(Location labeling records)
* Begin *

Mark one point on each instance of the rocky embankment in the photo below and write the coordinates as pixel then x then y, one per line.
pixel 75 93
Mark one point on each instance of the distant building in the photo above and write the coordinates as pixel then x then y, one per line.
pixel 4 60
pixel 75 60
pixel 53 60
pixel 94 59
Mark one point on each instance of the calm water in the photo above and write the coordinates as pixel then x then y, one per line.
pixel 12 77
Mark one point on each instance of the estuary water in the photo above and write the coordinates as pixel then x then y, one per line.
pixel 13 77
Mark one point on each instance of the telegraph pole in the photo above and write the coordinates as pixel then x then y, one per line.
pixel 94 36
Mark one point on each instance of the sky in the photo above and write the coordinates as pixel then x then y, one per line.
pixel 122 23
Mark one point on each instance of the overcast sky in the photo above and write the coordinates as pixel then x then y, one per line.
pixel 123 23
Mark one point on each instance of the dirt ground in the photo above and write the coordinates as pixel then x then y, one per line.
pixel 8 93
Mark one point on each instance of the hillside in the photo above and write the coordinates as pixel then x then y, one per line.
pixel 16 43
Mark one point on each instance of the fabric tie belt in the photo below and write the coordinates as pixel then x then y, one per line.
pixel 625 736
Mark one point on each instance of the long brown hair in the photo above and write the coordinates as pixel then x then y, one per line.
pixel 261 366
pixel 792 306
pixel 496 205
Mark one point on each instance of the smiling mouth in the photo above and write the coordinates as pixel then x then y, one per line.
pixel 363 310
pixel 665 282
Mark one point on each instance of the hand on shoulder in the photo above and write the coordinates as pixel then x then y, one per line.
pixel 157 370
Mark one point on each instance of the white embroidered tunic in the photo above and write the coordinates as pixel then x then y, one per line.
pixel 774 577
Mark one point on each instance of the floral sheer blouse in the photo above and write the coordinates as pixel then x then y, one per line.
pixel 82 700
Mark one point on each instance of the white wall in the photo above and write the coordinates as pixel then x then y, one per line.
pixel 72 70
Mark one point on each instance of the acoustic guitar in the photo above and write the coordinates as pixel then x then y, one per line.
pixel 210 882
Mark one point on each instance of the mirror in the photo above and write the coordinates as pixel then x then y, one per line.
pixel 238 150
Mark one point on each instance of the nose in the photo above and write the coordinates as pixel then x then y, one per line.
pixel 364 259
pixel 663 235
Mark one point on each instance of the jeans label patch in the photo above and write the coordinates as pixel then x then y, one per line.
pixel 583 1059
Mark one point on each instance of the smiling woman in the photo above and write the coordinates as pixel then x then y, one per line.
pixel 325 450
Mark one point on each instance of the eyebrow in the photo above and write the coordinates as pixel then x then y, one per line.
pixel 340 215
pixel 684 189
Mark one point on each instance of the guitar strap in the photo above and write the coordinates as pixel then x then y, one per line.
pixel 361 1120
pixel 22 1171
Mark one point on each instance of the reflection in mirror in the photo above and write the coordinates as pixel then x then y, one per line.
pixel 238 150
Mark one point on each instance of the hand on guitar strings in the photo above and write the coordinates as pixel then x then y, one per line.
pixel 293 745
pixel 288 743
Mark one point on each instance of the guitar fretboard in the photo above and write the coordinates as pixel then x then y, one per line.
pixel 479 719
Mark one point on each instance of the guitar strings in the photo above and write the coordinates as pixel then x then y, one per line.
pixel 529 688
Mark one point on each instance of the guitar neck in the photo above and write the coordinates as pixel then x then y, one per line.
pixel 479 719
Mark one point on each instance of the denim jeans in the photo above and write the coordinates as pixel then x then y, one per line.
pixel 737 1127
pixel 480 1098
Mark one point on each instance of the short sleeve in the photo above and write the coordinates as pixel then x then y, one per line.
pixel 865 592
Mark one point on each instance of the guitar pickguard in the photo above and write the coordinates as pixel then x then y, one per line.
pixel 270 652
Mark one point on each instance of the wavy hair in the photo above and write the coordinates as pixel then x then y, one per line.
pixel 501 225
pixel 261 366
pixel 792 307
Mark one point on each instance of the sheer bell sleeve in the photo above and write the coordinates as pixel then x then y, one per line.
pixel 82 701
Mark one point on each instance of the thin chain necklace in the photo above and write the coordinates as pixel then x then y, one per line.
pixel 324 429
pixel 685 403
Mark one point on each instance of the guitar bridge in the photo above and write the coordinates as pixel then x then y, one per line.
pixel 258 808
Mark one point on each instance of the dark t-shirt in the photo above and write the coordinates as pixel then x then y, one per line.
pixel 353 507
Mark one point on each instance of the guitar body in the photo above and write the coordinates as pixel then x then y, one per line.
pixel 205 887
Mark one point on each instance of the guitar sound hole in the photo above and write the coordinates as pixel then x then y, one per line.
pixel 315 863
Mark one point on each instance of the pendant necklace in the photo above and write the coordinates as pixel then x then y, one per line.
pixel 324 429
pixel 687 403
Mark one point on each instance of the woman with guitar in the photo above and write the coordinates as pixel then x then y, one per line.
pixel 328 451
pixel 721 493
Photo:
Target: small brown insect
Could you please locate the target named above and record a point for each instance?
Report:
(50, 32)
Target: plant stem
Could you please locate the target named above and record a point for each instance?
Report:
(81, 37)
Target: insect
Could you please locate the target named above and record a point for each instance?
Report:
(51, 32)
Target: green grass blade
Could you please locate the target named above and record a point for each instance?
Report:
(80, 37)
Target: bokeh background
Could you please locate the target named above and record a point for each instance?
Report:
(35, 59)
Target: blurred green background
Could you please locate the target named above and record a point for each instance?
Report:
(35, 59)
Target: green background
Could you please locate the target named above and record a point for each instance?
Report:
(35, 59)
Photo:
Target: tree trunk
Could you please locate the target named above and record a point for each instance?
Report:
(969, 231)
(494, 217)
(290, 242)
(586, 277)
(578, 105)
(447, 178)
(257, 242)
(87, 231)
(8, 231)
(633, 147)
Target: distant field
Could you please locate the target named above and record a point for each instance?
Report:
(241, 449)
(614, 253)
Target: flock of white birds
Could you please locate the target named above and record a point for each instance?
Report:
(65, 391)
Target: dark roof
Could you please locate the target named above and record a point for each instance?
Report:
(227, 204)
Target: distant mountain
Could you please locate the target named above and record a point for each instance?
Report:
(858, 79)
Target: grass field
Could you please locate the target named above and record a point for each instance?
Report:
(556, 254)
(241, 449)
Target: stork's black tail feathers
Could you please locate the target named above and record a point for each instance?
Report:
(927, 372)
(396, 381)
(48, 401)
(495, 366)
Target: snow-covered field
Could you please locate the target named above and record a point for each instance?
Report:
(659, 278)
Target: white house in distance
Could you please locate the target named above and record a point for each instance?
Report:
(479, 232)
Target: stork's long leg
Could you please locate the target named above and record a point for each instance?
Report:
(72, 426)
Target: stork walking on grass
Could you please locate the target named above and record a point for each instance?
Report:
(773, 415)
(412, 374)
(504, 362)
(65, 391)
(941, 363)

* End *

- _Task description_: Print all of the data above again, line for line, with no changes.

- _Answer below_:
Mark one point on each instance of the rocky embankment in the photo below and write the coordinates as pixel then x then y, one per line.
pixel 75 93
Mark one point on each instance of the distant building in the photo above and write the coordinates as pixel then x then y, one per line.
pixel 4 60
pixel 75 60
pixel 53 60
pixel 94 59
Mark one point on each instance of the calm water in the photo above and write the coordinates as pixel then x then y, one per line.
pixel 12 77
Mark one point on each instance of the estuary water in the photo above and write the coordinates as pixel then x then y, one per line.
pixel 13 77
Mark one point on each instance of the telegraph pole in the photo above and write the coordinates as pixel then x then y, one per line.
pixel 94 36
Mark one point on each instance of the sky in the photo above and write the coordinates as pixel then x then y, one per line.
pixel 122 23
Mark one point on each instance of the overcast sky in the photo above and write the coordinates as pixel then x then y, one per line.
pixel 123 23
Mark one point on each instance of the dirt ground in the photo above and write the coordinates as pixel then x then y, one per line.
pixel 8 93
Mark one point on each instance of the hillside in the photo above and write the coordinates as pixel then x then y, one per line.
pixel 16 43
Mark one point on each instance of the fabric tie belt in the photo below and write the coordinates as pixel then x then y, one per line.
pixel 625 736
Mark one point on each instance of the long brown hair in the photo above and write the coordinates as pixel then x then y, one per line.
pixel 261 366
pixel 792 306
pixel 496 205
Mark one point on each instance of the smiling mouth in the photo above and write the coordinates as pixel then x then y, one per line.
pixel 363 310
pixel 665 282
Mark one point on each instance of the hand on shoulder in the photo above and write the coordinates as pixel then x then y, one per line.
pixel 157 370
Mark one point on each instance of the white embroidered tunic in the photo above and write the coordinates as pixel then x then y, one per line.
pixel 774 577
Mark one point on each instance of the floral sheer blouse in the photo above and write the coordinates as pixel then x then y, one per line.
pixel 82 700
Mark one point on each instance of the white wall in the photo above and write the coordinates as pixel then x then y, one per line.
pixel 72 70
Mark one point on each instance of the acoustic guitar in the photo above and write the coordinates as pixel then x then y, one per line.
pixel 210 882
Mark one point on each instance of the mirror in the photo above and write the coordinates as pixel then x then y, one per line.
pixel 238 150
Mark one point on each instance of the nose in the photo above and write the coordinates as pixel then x then y, one per line.
pixel 364 259
pixel 663 235
Mark one point on each instance of the jeans label patch in the photo above and write the coordinates as pixel then x then y, one per line.
pixel 583 1059
Mark one point on each instance of the smiling woman in the photo above and write the coordinates as pixel then x then y, one per line.
pixel 325 450
Mark one point on each instance of the eyebrow in the photo above and write the coordinates as pixel then x then y, one per line.
pixel 340 215
pixel 684 189
Mark one point on each instance of the guitar strap in the photo above and write the coordinates as pixel then x then y, one per line.
pixel 361 1120
pixel 22 1171
Mark one point on each instance of the reflection in mirror in the photo above and write the coordinates as pixel then x then y, one per line.
pixel 238 150
Mark one point on each instance of the hand on guitar strings in the photo above and write the coordinates as pixel then x then y, one per line.
pixel 293 745
pixel 288 743
Mark one point on each instance of the guitar fretboard in the photo above and write the coordinates as pixel then x then y, one per line.
pixel 479 719
Mark one point on each instance of the guitar strings in the photo above and write the coordinates as pixel then x then y, one per line.
pixel 529 688
Mark one point on each instance of the guitar neck in the photo above and write the coordinates as pixel then x then y, one per line.
pixel 479 719
Mark one point on each instance of the denim jeans in the photo above and write the coordinates as pixel then x then y, one per line.
pixel 737 1127
pixel 480 1098
Mark one point on each instance of the short sleeve in the photo above and write the coordinates as pixel then x then y, one per line.
pixel 865 592
Mark one point on each instance of the guitar pickguard in the photo above and write the coordinates as pixel then x then y, one per line.
pixel 270 652
Mark one point on each instance of the wavy hair in the photo above and write the coordinates as pixel then x then y, one per line.
pixel 501 225
pixel 261 366
pixel 792 307
Mark one point on each instance of the sheer bell sleeve in the photo above and write the coordinates as pixel then x then y, one per line.
pixel 82 701
Mark one point on each instance of the thin chain necklace in the photo above and write the coordinates as pixel then x then y, one per line.
pixel 324 429
pixel 685 403
Mark one point on each instance of the guitar bridge in the photo above and write the coordinates as pixel then x then y, one per line.
pixel 258 808
Mark one point on each instance of the dark t-shirt in the photo above and write the coordinates as pixel then x then y, one per line.
pixel 353 507
Mark one point on each instance of the guitar body in the photo above and write the coordinates as pixel then x then y, one per line.
pixel 205 887
Mark one point on each instance of the guitar sound hole in the photo above and write the coordinates as pixel then x then y, one per line.
pixel 315 863
Mark one point on each instance of the pendant necklace in the photo above and write the coordinates as pixel then x then y, one per line.
pixel 324 429
pixel 687 403
Mark one point on each instance of the woman with guitar in the photo above and write the coordinates as pixel then x then y, one per line.
pixel 328 451
pixel 721 493
Photo:
Target: small brown insect
Could you please locate the target named above and record a point for each instance?
Report:
(50, 32)
Target: plant stem
Could you please locate the target named above and record a point for each instance?
Report:
(81, 37)
Target: insect
Could you please locate the target named above and record a point for each instance?
Report:
(51, 32)
Target: green grass blade
Could you please locate the target named above and record a point for each instance?
Report:
(80, 37)
Target: bokeh background
Could you please locate the target named above and record a point for each instance?
Report:
(35, 59)
Target: blurred green background
Could you please locate the target named above and record a point for each instance?
Report:
(35, 59)
Target: green background
Could you please locate the target named above and record a point for each instance?
Report:
(35, 59)
Photo:
Target: tree trunk
Could you please locate the target named above and record a point for each instance?
Report:
(969, 231)
(494, 217)
(290, 242)
(586, 277)
(578, 105)
(447, 178)
(257, 242)
(87, 231)
(8, 231)
(633, 147)
Target: distant field
Could you please locate the target named above and record a point for each instance?
Report:
(241, 449)
(614, 253)
Target: flock of white birds
Could you please locate the target named above and record a point for each instance?
Report:
(65, 391)
Target: dark roof
Could you please locate the target named above and record a point for each instance?
Report:
(227, 204)
Target: distant mountain
Could you please locate the target named above and record a point for each instance?
Report:
(858, 79)
Target: grass field
Could you please locate the target named above and record a point for each instance?
Report:
(556, 254)
(241, 449)
Target: stork's black tail feathers
Could you please locate the target named above and record a point for each instance?
Report:
(927, 372)
(396, 381)
(48, 401)
(495, 366)
Target: snow-covered field
Could you please locate the target named above and record a point for each instance?
Report:
(659, 278)
Target: white house in distance
Could you please locate the target named above and record a point for each instance?
Report:
(479, 232)
Target: stork's long leg
Could you please locate the target named above and record a point for each instance?
Report:
(72, 426)
Target: stork walking on grass
Could you please locate the target named above and record a point for each instance?
Report:
(773, 415)
(412, 374)
(504, 362)
(65, 391)
(941, 363)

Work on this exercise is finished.